Return every entry below word for word and leave out any picture.

• [Stored records]:
# # # # #

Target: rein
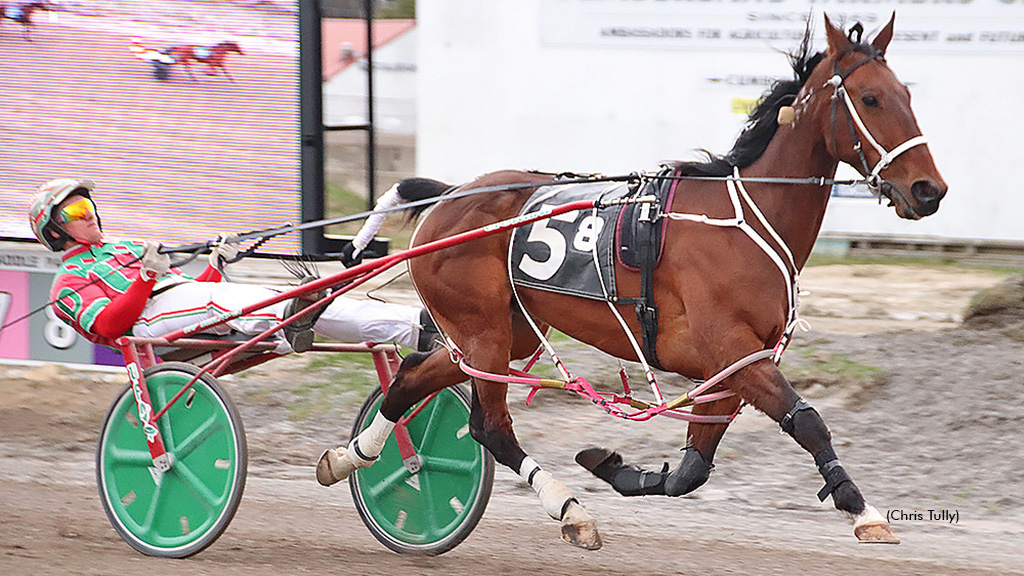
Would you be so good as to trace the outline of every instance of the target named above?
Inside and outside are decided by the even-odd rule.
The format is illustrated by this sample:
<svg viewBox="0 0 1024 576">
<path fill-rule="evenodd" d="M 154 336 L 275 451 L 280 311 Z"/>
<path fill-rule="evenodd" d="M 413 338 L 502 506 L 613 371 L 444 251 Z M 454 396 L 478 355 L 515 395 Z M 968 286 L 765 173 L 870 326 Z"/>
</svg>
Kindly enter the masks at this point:
<svg viewBox="0 0 1024 576">
<path fill-rule="evenodd" d="M 324 228 L 326 226 L 334 226 L 336 224 L 345 224 L 348 222 L 355 222 L 358 220 L 365 220 L 370 216 L 391 214 L 394 212 L 403 212 L 412 208 L 419 208 L 421 206 L 431 206 L 446 200 L 458 200 L 459 198 L 466 198 L 469 196 L 476 196 L 478 194 L 488 194 L 491 192 L 509 192 L 512 190 L 524 190 L 529 188 L 547 188 L 552 186 L 567 186 L 572 184 L 593 184 L 598 182 L 642 182 L 644 180 L 706 180 L 706 181 L 737 181 L 735 176 L 680 176 L 680 175 L 658 175 L 658 174 L 647 174 L 645 172 L 632 172 L 630 174 L 621 174 L 616 176 L 589 176 L 581 178 L 566 178 L 560 180 L 554 180 L 552 182 L 518 182 L 513 184 L 503 184 L 500 186 L 484 186 L 481 188 L 473 188 L 471 190 L 465 190 L 455 194 L 449 194 L 451 190 L 455 190 L 458 186 L 452 186 L 449 190 L 442 193 L 440 196 L 433 198 L 424 198 L 423 200 L 416 200 L 414 202 L 405 202 L 398 206 L 392 206 L 389 208 L 381 208 L 379 210 L 368 210 L 366 212 L 358 212 L 356 214 L 350 214 L 348 216 L 339 216 L 337 218 L 328 218 L 323 220 L 312 220 L 309 222 L 303 222 L 302 224 L 285 224 L 276 228 L 265 228 L 262 230 L 252 230 L 249 232 L 243 232 L 237 234 L 225 240 L 228 244 L 235 244 L 238 242 L 245 242 L 246 240 L 252 240 L 253 238 L 272 238 L 281 234 L 288 234 L 291 232 L 300 232 L 302 230 L 313 230 L 316 228 Z M 740 182 L 754 182 L 762 184 L 814 184 L 817 186 L 855 186 L 857 184 L 865 184 L 867 180 L 836 180 L 834 178 L 827 177 L 805 177 L 805 178 L 772 178 L 772 177 L 742 177 L 739 178 Z M 599 205 L 600 207 L 600 205 Z M 196 250 L 210 249 L 215 244 L 215 241 L 197 242 L 193 244 L 183 244 L 181 246 L 174 247 L 163 247 L 160 249 L 161 253 L 181 253 L 181 252 L 195 252 Z"/>
<path fill-rule="evenodd" d="M 587 178 L 569 178 L 565 180 L 557 180 L 553 182 L 521 182 L 515 184 L 504 184 L 501 186 L 484 186 L 482 188 L 473 188 L 472 190 L 466 190 L 455 194 L 449 194 L 448 192 L 455 190 L 458 186 L 452 186 L 440 196 L 433 198 L 424 198 L 423 200 L 416 200 L 414 202 L 405 202 L 398 206 L 390 208 L 381 208 L 379 210 L 368 210 L 366 212 L 359 212 L 356 214 L 350 214 L 348 216 L 339 216 L 338 218 L 329 218 L 324 220 L 312 220 L 310 222 L 304 222 L 302 224 L 285 224 L 277 228 L 267 228 L 263 230 L 253 230 L 250 232 L 244 232 L 237 234 L 225 240 L 229 244 L 235 244 L 238 242 L 245 242 L 246 240 L 252 240 L 253 238 L 272 238 L 281 234 L 288 234 L 291 232 L 300 232 L 302 230 L 313 230 L 316 228 L 323 228 L 326 226 L 334 226 L 335 224 L 344 224 L 346 222 L 355 222 L 357 220 L 365 220 L 370 216 L 380 214 L 390 214 L 393 212 L 402 212 L 411 208 L 419 208 L 420 206 L 430 206 L 443 202 L 445 200 L 458 200 L 459 198 L 466 198 L 468 196 L 476 196 L 477 194 L 487 194 L 490 192 L 507 192 L 510 190 L 523 190 L 527 188 L 545 188 L 548 186 L 564 186 L 568 184 L 588 184 L 594 182 L 633 182 L 640 181 L 644 178 L 650 178 L 650 176 L 643 173 L 634 172 L 632 174 L 620 175 L 620 176 L 599 176 L 599 177 L 587 177 Z M 171 248 L 161 248 L 160 252 L 165 254 L 176 253 L 176 252 L 193 252 L 196 250 L 202 250 L 204 248 L 209 249 L 213 246 L 213 241 L 208 242 L 197 242 L 194 244 L 184 244 L 181 246 L 175 246 Z"/>
</svg>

# # # # #

• [Solution to the problem]:
Target: rein
Would you be so good as to trace the outline of every instance of the target named above?
Inside and outside are decided by the even-odd rule.
The format is illustrated by this sample:
<svg viewBox="0 0 1024 576">
<path fill-rule="evenodd" d="M 154 336 L 275 451 L 280 311 Z"/>
<path fill-rule="evenodd" d="M 413 338 L 502 506 L 613 371 L 444 251 Z M 454 396 L 478 355 L 515 395 Z M 968 286 L 765 173 L 870 326 Z"/>
</svg>
Kindly enter the masks at this point:
<svg viewBox="0 0 1024 576">
<path fill-rule="evenodd" d="M 324 228 L 326 226 L 334 226 L 336 224 L 345 224 L 348 222 L 355 222 L 358 220 L 365 220 L 370 216 L 391 214 L 394 212 L 403 212 L 412 208 L 419 208 L 421 206 L 431 206 L 446 200 L 458 200 L 459 198 L 466 198 L 469 196 L 476 196 L 478 194 L 488 194 L 491 192 L 509 192 L 512 190 L 524 190 L 529 188 L 547 188 L 552 186 L 567 186 L 572 184 L 593 184 L 598 182 L 642 182 L 644 180 L 706 180 L 706 181 L 737 181 L 735 176 L 680 176 L 680 175 L 658 175 L 658 174 L 647 174 L 645 172 L 632 172 L 630 174 L 621 174 L 616 176 L 589 176 L 581 178 L 566 178 L 560 180 L 554 180 L 552 182 L 518 182 L 513 184 L 503 184 L 500 186 L 484 186 L 481 188 L 473 188 L 471 190 L 465 190 L 455 194 L 449 194 L 451 190 L 455 190 L 458 186 L 452 186 L 449 190 L 442 193 L 440 196 L 433 198 L 424 198 L 423 200 L 416 200 L 414 202 L 405 202 L 398 206 L 392 206 L 389 208 L 381 208 L 379 210 L 368 210 L 366 212 L 358 212 L 356 214 L 350 214 L 348 216 L 339 216 L 337 218 L 328 218 L 323 220 L 312 220 L 309 222 L 303 222 L 302 224 L 285 224 L 276 228 L 265 228 L 262 230 L 252 230 L 249 232 L 243 232 L 237 234 L 225 240 L 228 244 L 235 244 L 238 242 L 245 242 L 246 240 L 252 240 L 253 238 L 272 238 L 281 234 L 288 234 L 291 232 L 300 232 L 302 230 L 313 230 L 316 228 Z M 740 182 L 754 182 L 762 184 L 814 184 L 817 186 L 855 186 L 857 184 L 865 184 L 867 180 L 836 180 L 834 178 L 827 177 L 805 177 L 805 178 L 772 178 L 772 177 L 742 177 L 739 178 Z M 599 205 L 600 207 L 600 205 Z M 196 250 L 210 249 L 215 244 L 215 241 L 197 242 L 193 244 L 183 244 L 181 246 L 174 247 L 163 247 L 160 249 L 161 253 L 181 253 L 181 252 L 195 252 Z"/>
<path fill-rule="evenodd" d="M 587 178 L 569 178 L 565 180 L 557 180 L 553 182 L 521 182 L 515 184 L 504 184 L 501 186 L 484 186 L 482 188 L 473 188 L 472 190 L 466 190 L 455 194 L 449 194 L 448 192 L 455 190 L 458 186 L 452 186 L 440 196 L 433 198 L 424 198 L 423 200 L 416 200 L 414 202 L 405 202 L 398 206 L 390 208 L 381 208 L 379 210 L 368 210 L 366 212 L 359 212 L 356 214 L 350 214 L 348 216 L 339 216 L 338 218 L 329 218 L 324 220 L 312 220 L 310 222 L 304 222 L 302 224 L 285 224 L 277 228 L 267 228 L 263 230 L 253 230 L 250 232 L 244 232 L 237 234 L 225 240 L 229 244 L 235 244 L 238 242 L 245 242 L 246 240 L 252 240 L 253 238 L 272 238 L 281 234 L 288 234 L 291 232 L 300 232 L 302 230 L 313 230 L 316 228 L 323 228 L 326 226 L 334 226 L 335 224 L 344 224 L 346 222 L 355 222 L 357 220 L 365 220 L 370 216 L 380 214 L 390 214 L 393 212 L 402 212 L 411 208 L 419 208 L 420 206 L 430 206 L 443 202 L 445 200 L 458 200 L 459 198 L 466 198 L 468 196 L 476 196 L 477 194 L 487 194 L 490 192 L 507 192 L 510 190 L 523 190 L 527 188 L 545 188 L 548 186 L 564 186 L 568 184 L 588 184 L 594 182 L 633 182 L 640 181 L 644 178 L 650 178 L 650 176 L 643 173 L 634 172 L 632 174 L 620 175 L 620 176 L 599 176 L 599 177 L 587 177 Z M 171 248 L 161 248 L 160 252 L 165 254 L 176 253 L 176 252 L 193 252 L 196 250 L 202 250 L 204 248 L 209 249 L 213 246 L 213 241 L 208 242 L 197 242 L 194 244 L 184 244 L 181 246 L 175 246 Z"/>
</svg>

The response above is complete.